### WHAT IS EXPECTED
Change "single point" to "single dot" everywhere it occurs in the records below, and write the records out again with nothing else altered.

(Position annotation records)
+ + +
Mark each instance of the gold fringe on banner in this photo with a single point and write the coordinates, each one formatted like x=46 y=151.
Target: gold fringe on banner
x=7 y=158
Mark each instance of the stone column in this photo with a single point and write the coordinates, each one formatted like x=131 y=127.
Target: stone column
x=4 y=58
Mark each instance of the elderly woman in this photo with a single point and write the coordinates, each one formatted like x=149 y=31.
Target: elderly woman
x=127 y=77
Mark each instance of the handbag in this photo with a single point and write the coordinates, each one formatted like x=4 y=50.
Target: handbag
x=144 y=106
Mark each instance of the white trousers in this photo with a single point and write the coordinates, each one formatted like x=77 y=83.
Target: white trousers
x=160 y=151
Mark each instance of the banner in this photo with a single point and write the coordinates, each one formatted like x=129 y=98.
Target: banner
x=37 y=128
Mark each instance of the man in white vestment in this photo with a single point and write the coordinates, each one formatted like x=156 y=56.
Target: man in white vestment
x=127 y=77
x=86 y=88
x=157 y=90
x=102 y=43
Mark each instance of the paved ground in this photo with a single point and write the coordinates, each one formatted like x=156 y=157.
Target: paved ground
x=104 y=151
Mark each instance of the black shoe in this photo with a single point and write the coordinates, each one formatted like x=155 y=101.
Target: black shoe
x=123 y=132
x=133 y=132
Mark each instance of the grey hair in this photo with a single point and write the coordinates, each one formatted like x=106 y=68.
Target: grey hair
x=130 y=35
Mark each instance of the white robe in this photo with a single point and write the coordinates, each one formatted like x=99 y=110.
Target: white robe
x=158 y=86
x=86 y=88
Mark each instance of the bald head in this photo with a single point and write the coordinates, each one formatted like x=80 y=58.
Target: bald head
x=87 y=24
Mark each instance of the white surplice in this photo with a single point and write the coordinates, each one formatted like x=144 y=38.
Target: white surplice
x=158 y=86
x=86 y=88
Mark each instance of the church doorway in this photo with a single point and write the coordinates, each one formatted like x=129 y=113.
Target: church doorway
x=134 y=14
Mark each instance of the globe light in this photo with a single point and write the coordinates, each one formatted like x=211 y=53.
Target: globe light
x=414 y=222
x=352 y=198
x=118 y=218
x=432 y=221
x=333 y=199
+ + +
### RESPONSE TO THE EXERCISE
Mark each instance of the gold fringe on banner in this photo with a single dot and write the coordinates, each one formatted like x=46 y=151.
Target: gold fringe on banner
x=7 y=158
Mark each instance of the stone column in this photo with a single dot and write the coordinates, each one formatted like x=131 y=127.
Target: stone column
x=4 y=58
Mark each instance of the elderly woman in this photo with a single dot and write the coordinates, each one formatted like x=149 y=31.
Target: elderly woman
x=127 y=77
Mark each instance of the handbag in this photo with a single dot and write the coordinates, each one formatted like x=4 y=50.
Target: handbag
x=144 y=106
Mark each instance of the white trousers in this photo with a single dot and write the coordinates, each one formatted like x=77 y=83.
Target: white trousers
x=160 y=151
Mark each instance of the banner in this photo with a single dot and write the coordinates, each one formatted like x=129 y=98.
Target: banner
x=37 y=128
Mark each instance of the man in white vestment in this photo with a single dot and write the coordinates, each one formatted like x=156 y=56.
Target: man in white vestment
x=127 y=77
x=86 y=88
x=157 y=90
x=102 y=43
Mark each instance of the paved ground in this photo with a single dot and write the coordinates, each one formatted like x=156 y=157.
Target: paved ground
x=104 y=151
Mark each instance of the black shoe in this photo with a single dot and write the coordinates, each one formatted like x=155 y=101.
Target: black shoe
x=123 y=132
x=133 y=132
Mark each instance of the grey hair in this photo with a single dot and write the coordinates, each one formatted like x=106 y=68.
Target: grey hair
x=130 y=35
Mark each instance of the white robe in this photo with a single dot and write the coordinates, each one formatted like x=99 y=110.
Target: white robe
x=158 y=86
x=86 y=88
Mark each instance of the bald head in this photo with a single dot and write the coordinates, each one formatted like x=80 y=58.
Target: bald head
x=87 y=24
Mark each instance of the white surplice in this photo with a single dot and write the coordinates, each one formatted like x=144 y=38.
Target: white surplice
x=158 y=86
x=86 y=88
Mark each instance of the church doorway in this photo with a single dot and write the coordinates, each one formatted like x=129 y=113.
Target: church doorway
x=134 y=14
Mark each instance of the globe light in this photo with a single dot and write the coordinates, each one formatted like x=211 y=53.
Target: globe light
x=414 y=222
x=352 y=198
x=118 y=218
x=432 y=221
x=333 y=199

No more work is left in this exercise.